» **YOUR OBJECTIVE**
Copy out all of the records below, switching every "pixel coordinates" to "pixel positions" and leaving everything else unchanged. Leave the pictures out.

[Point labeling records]
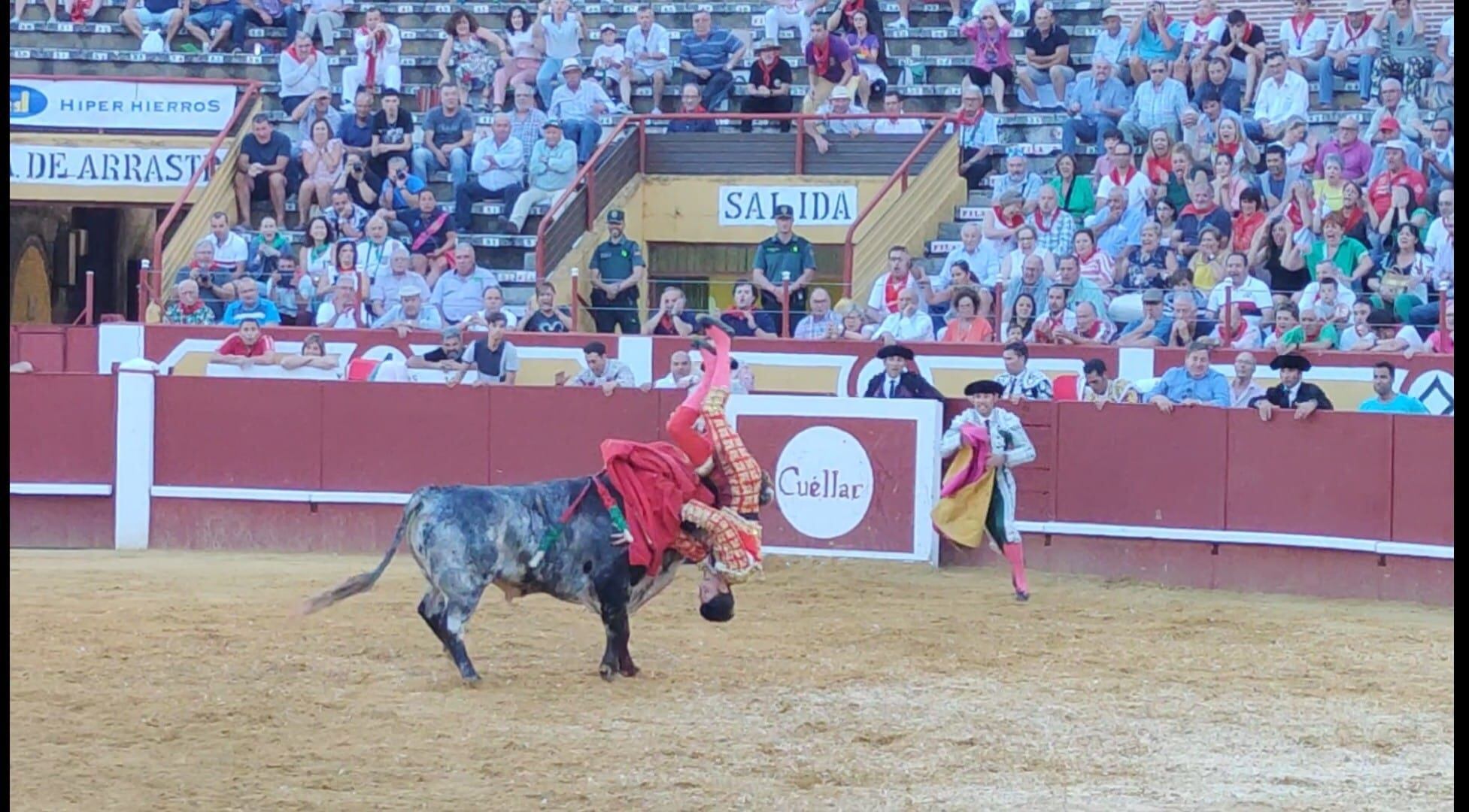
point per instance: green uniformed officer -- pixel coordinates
(618, 269)
(785, 257)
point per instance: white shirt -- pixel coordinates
(1276, 102)
(906, 328)
(901, 126)
(1304, 44)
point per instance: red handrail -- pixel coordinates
(153, 286)
(901, 172)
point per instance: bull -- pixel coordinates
(466, 538)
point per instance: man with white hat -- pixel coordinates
(838, 105)
(1349, 53)
(576, 105)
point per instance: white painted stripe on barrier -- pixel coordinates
(1236, 538)
(59, 489)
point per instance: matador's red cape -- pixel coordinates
(654, 480)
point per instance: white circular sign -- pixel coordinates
(824, 482)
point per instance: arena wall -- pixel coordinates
(1199, 498)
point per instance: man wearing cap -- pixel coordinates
(1396, 174)
(576, 105)
(551, 168)
(618, 269)
(1347, 144)
(895, 380)
(769, 87)
(1193, 383)
(836, 105)
(1006, 445)
(408, 314)
(1291, 392)
(783, 257)
(499, 165)
(648, 55)
(1349, 53)
(1094, 103)
(709, 56)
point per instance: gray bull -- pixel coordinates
(466, 538)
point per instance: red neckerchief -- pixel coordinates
(891, 292)
(374, 52)
(1355, 35)
(1302, 27)
(820, 58)
(1008, 222)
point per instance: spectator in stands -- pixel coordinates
(979, 137)
(994, 65)
(1216, 83)
(1243, 44)
(618, 272)
(650, 62)
(690, 103)
(303, 71)
(1193, 383)
(211, 24)
(387, 288)
(459, 294)
(1155, 37)
(322, 160)
(745, 319)
(1158, 103)
(607, 374)
(869, 59)
(1048, 58)
(323, 18)
(499, 163)
(247, 301)
(1074, 191)
(1282, 94)
(1017, 178)
(1304, 40)
(260, 168)
(672, 317)
(709, 56)
(1349, 53)
(1200, 37)
(1094, 103)
(391, 135)
(897, 382)
(1396, 175)
(1148, 329)
(187, 309)
(1353, 152)
(1243, 389)
(769, 87)
(347, 219)
(783, 257)
(562, 29)
(378, 65)
(906, 323)
(547, 317)
(1384, 398)
(1018, 379)
(448, 131)
(247, 347)
(1405, 49)
(494, 303)
(141, 17)
(576, 105)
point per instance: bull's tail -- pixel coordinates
(363, 582)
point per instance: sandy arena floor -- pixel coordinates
(184, 682)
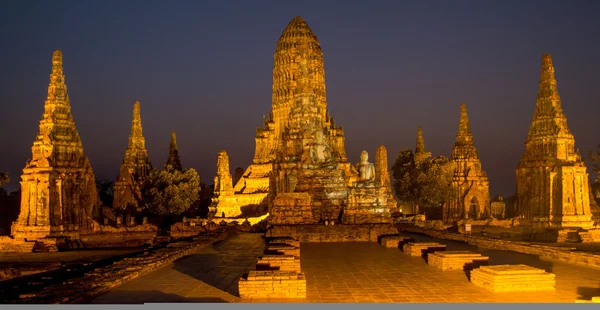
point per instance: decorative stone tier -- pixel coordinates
(11, 245)
(288, 241)
(456, 260)
(272, 284)
(561, 254)
(283, 249)
(292, 209)
(332, 233)
(513, 278)
(420, 248)
(395, 241)
(278, 262)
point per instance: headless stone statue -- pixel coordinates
(365, 169)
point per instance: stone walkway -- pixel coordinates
(345, 272)
(211, 275)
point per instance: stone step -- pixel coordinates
(513, 278)
(420, 248)
(395, 241)
(456, 260)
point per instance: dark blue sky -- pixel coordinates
(203, 69)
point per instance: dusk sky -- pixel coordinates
(204, 70)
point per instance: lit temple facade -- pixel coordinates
(470, 183)
(135, 168)
(552, 179)
(300, 171)
(58, 186)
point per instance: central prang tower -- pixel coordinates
(300, 170)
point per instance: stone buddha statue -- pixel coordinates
(365, 169)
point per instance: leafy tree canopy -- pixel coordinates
(169, 191)
(425, 182)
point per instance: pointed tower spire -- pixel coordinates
(174, 153)
(136, 137)
(58, 173)
(420, 148)
(464, 146)
(549, 119)
(135, 167)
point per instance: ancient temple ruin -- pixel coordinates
(58, 186)
(471, 186)
(135, 168)
(173, 159)
(300, 170)
(224, 202)
(552, 179)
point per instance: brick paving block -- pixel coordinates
(283, 250)
(272, 284)
(394, 241)
(285, 240)
(456, 260)
(513, 278)
(278, 262)
(420, 248)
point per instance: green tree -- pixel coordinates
(425, 182)
(169, 192)
(4, 178)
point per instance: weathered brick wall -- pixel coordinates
(333, 233)
(272, 284)
(292, 209)
(278, 262)
(10, 245)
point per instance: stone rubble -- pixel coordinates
(419, 248)
(79, 290)
(513, 278)
(456, 260)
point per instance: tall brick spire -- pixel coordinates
(136, 165)
(173, 159)
(549, 127)
(464, 146)
(58, 183)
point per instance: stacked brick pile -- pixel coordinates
(396, 241)
(283, 278)
(418, 248)
(513, 278)
(456, 260)
(79, 290)
(562, 254)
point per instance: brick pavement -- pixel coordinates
(346, 272)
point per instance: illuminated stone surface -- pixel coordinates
(455, 260)
(552, 179)
(58, 186)
(513, 278)
(419, 248)
(224, 202)
(344, 272)
(470, 182)
(173, 159)
(135, 168)
(300, 150)
(273, 284)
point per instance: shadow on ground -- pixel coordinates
(586, 293)
(222, 265)
(137, 297)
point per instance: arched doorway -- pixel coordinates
(474, 208)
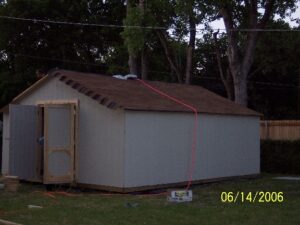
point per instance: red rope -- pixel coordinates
(194, 141)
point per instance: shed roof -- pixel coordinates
(133, 95)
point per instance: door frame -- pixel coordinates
(74, 104)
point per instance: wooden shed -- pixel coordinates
(102, 132)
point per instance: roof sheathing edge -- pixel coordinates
(190, 111)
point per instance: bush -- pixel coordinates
(280, 157)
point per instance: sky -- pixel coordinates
(218, 24)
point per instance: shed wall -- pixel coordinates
(100, 149)
(5, 144)
(159, 145)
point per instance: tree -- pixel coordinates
(241, 47)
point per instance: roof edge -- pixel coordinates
(26, 92)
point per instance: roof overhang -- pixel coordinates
(23, 94)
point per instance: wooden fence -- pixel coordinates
(280, 130)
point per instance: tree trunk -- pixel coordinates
(190, 51)
(240, 88)
(144, 62)
(132, 61)
(164, 44)
(226, 79)
(298, 88)
(241, 55)
(144, 69)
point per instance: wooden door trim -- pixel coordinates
(73, 104)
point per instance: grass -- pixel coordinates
(95, 208)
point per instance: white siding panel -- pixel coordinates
(5, 144)
(100, 153)
(158, 147)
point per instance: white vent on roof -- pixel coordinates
(126, 77)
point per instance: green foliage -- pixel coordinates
(280, 157)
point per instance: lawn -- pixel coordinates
(98, 208)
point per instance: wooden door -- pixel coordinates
(59, 143)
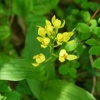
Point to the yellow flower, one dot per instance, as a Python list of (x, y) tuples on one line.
[(48, 27), (41, 31), (60, 38), (39, 58), (63, 55), (44, 41), (57, 23), (64, 37)]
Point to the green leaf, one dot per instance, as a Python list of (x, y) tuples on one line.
[(4, 32), (32, 47), (3, 86), (64, 69), (43, 6), (22, 7), (13, 95), (20, 69), (22, 86), (96, 63), (96, 31), (71, 45), (92, 42), (99, 20), (86, 16), (62, 90), (95, 50), (75, 64), (93, 24), (83, 30)]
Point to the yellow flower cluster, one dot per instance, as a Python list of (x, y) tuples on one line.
[(63, 55), (48, 32), (48, 36)]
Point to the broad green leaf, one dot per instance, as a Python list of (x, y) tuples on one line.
[(96, 31), (99, 20), (3, 86), (2, 97), (79, 49), (83, 31), (86, 16), (92, 42), (22, 86), (4, 32), (20, 69), (64, 69), (62, 90), (71, 45), (96, 63), (75, 64), (80, 1), (72, 72), (13, 95), (75, 11), (22, 7), (36, 87), (95, 50)]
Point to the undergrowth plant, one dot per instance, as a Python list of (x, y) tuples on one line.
[(54, 62)]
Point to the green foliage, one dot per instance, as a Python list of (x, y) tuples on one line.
[(84, 31), (64, 91), (24, 7), (92, 42), (51, 80), (4, 33), (97, 63), (20, 69), (95, 50)]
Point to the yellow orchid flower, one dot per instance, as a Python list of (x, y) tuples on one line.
[(41, 31), (57, 23), (44, 41), (39, 58), (64, 37), (48, 27), (63, 55)]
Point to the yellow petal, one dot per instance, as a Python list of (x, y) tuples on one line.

» **EXERCISE RESPONSE**
point per instance: green uniformed officer -- pixel positions
(618, 269)
(785, 257)
point per instance: white shirt -- pixel positions
(1276, 102)
(906, 328)
(901, 126)
(1304, 44)
point per instance: red handrail -- pixel positions
(153, 286)
(901, 172)
point per instance: bull -- pixel positions
(466, 538)
point per instance: man with white hat -- pixel positions
(838, 105)
(1349, 53)
(576, 105)
point per instance: white painted stripe on barrier -- pixel positions
(1236, 538)
(59, 489)
point per instance: matador's red cape -- pixel positions
(654, 480)
point per instance: white circular sign -- pixel positions
(824, 482)
point per instance: arena wall -- pixel positions
(1199, 498)
point per instance: man wearing cap -- pixel positions
(1396, 174)
(576, 105)
(551, 168)
(618, 269)
(1347, 144)
(895, 380)
(769, 87)
(1193, 383)
(836, 105)
(1006, 445)
(408, 314)
(1291, 392)
(783, 257)
(499, 165)
(648, 55)
(1349, 53)
(1094, 103)
(709, 56)
point per instance: gray bull -- pixel positions
(466, 538)
point per instance: red neckerchief -- pixel positions
(891, 292)
(374, 52)
(1355, 35)
(1302, 27)
(820, 58)
(1008, 222)
point per instance: spectator in stands -- pixel positions
(979, 137)
(994, 65)
(1216, 83)
(1243, 44)
(618, 272)
(650, 62)
(690, 103)
(303, 71)
(1193, 383)
(211, 24)
(387, 288)
(459, 294)
(1155, 37)
(322, 160)
(745, 319)
(1158, 103)
(607, 374)
(869, 59)
(1048, 58)
(323, 18)
(499, 163)
(247, 301)
(1074, 191)
(1282, 94)
(1017, 178)
(1304, 40)
(260, 168)
(672, 317)
(709, 56)
(1349, 53)
(1200, 37)
(1094, 103)
(391, 135)
(897, 382)
(1396, 175)
(1148, 329)
(187, 309)
(1353, 152)
(1243, 389)
(769, 87)
(347, 219)
(783, 257)
(562, 29)
(378, 65)
(906, 323)
(547, 317)
(1384, 398)
(1018, 379)
(448, 131)
(247, 347)
(1405, 49)
(494, 303)
(141, 17)
(576, 105)
point per instance: bull's tail -- pixel positions
(363, 582)
point per instance: sandy arena floor -- pixel positions
(184, 682)
point per instance: decorative stone tier -- pixel positions
(11, 245)
(288, 241)
(456, 260)
(272, 284)
(561, 254)
(283, 249)
(292, 209)
(332, 233)
(513, 278)
(420, 248)
(395, 241)
(278, 262)
point per instance: headless stone statue -- pixel positions
(365, 169)
point per instance: stone walkway -- pixel positions
(345, 272)
(211, 275)
point per instance: stone step -- pixel positions
(513, 278)
(420, 248)
(395, 241)
(456, 260)
point per instance: dark blue sky -- pixel positions
(203, 69)
point per instance: dusk sky -- pixel positions
(204, 70)
point per instance: lit temple facade -- pixel positions
(470, 183)
(135, 168)
(552, 179)
(300, 171)
(58, 186)
point per instance: central prang tower -- pixel positions
(300, 170)
point per instance: stone buddha statue -- pixel positions
(365, 169)
point per instance: leafy tree canopy -- pixel positions
(169, 191)
(425, 182)
point per instance: pointed tower spire -- pixel positions
(174, 153)
(136, 137)
(58, 173)
(420, 148)
(464, 146)
(549, 119)
(135, 167)
point per instance: ancient temple ruin -- pixel positions
(58, 186)
(471, 186)
(135, 168)
(173, 159)
(300, 170)
(224, 202)
(552, 179)
point per instance: brick paving block -- pixel positions
(283, 250)
(272, 284)
(394, 241)
(285, 240)
(456, 260)
(513, 278)
(278, 262)
(420, 248)
point per instance: green tree -- pixel positions
(425, 182)
(169, 192)
(4, 178)
point per instance: weathered brick wall -- pixel positions
(333, 233)
(272, 284)
(292, 209)
(278, 262)
(10, 245)
point per instance: stone rubble -- pixel positions
(419, 248)
(79, 290)
(513, 278)
(456, 260)
point per instance: tall brick spire -- pixel positions
(136, 165)
(173, 159)
(549, 127)
(464, 146)
(58, 183)
point per instance: stacked brick pile -- pixel positions
(396, 241)
(283, 278)
(418, 248)
(513, 278)
(456, 260)
(79, 290)
(562, 254)
point per instance: brick pavement -- pixel positions
(346, 272)
point per instance: illuminated stone surface -- pixel positions
(455, 260)
(552, 179)
(58, 186)
(513, 278)
(419, 248)
(224, 202)
(344, 272)
(470, 182)
(173, 159)
(135, 168)
(300, 150)
(273, 284)
point per instance: shadow on ground -- pixel positions
(586, 293)
(222, 265)
(137, 297)
point per instance: arched doorway -- pixel positions
(474, 208)
point per instance: red rope -- pixel positions
(194, 141)
point per instance: shed roof -- pixel positions
(133, 95)
point per instance: door frame -- pixel positions
(74, 104)
point per instance: wooden shed -- pixel positions
(102, 132)
point per instance: roof sheathing edge -- pixel positions
(190, 111)
point per instance: bush -- pixel positions
(280, 157)
point per instance: sky -- pixel positions
(218, 24)
point per instance: shed wall -- pixel positions
(100, 149)
(5, 144)
(159, 145)
point per instance: tree -- pixel positions
(241, 47)
point per instance: roof edge -- pixel positions
(26, 92)
point per instance: roof overhang -- pixel positions
(23, 94)
point per instance: wooden fence -- pixel positions
(280, 130)
point per instance: tree trunk -- pixel positions
(190, 51)
(240, 88)
(144, 62)
(132, 61)
(164, 44)
(226, 79)
(298, 88)
(241, 55)
(144, 69)
point per instance: wooden door trim -- pixel positions
(73, 104)
point per instance: grass -- pixel positions
(95, 208)
point per instance: white siding panel -- pixel positions
(5, 144)
(100, 153)
(158, 147)
point per instance: white vent on roof -- pixel positions
(126, 77)
point per instance: green foliage -- pixel positions
(280, 157)
point per instance: lawn -- pixel positions
(98, 208)
point per instance: wooden door -- pixel positions
(59, 143)
Point to the yellow flower, one dot per instance, as a Python list of (x, y) tuples on one line.
[(48, 27), (41, 31), (60, 38), (39, 58), (63, 55), (44, 41), (57, 23), (64, 37)]
Point to the green leaf, one dot per instance, as a Python list of (x, y) tuples on one line.
[(4, 32), (32, 47), (3, 86), (64, 69), (43, 6), (22, 7), (13, 95), (20, 69), (22, 86), (96, 63), (96, 31), (71, 45), (92, 42), (99, 20), (86, 16), (62, 90), (95, 50), (75, 64), (93, 24), (83, 30)]
Point to the yellow flower cluster, one dot per instance, as a Python list of (x, y) tuples on one line.
[(63, 55), (48, 32), (48, 36)]
Point to the broad green leaf, one dot per instance, as a Python list of (x, y) tuples on one line.
[(96, 31), (99, 20), (3, 86), (2, 97), (79, 49), (83, 31), (86, 16), (92, 42), (22, 86), (4, 32), (20, 69), (64, 69), (62, 90), (71, 45), (96, 63), (75, 64), (80, 1), (72, 72), (13, 95), (75, 11), (22, 7), (36, 87), (95, 50)]
Point to the undergrowth plant, one dot per instance, as a Python list of (x, y) tuples on one line.
[(54, 62)]
Point to the green foliage, one dot per instance, as a Python list of (x, y) tuples on one line.
[(84, 31), (64, 91), (24, 7), (92, 42), (51, 80), (4, 33), (97, 63), (20, 69), (95, 50)]
Point to the yellow orchid flower, one dot per instance, as a Python list of (x, y) tuples on one line.
[(41, 31), (57, 23), (44, 41), (39, 58), (64, 37), (48, 27), (63, 55)]
Point to the yellow petal, one dot per instance, as a Python list of (x, y) tuples on one line.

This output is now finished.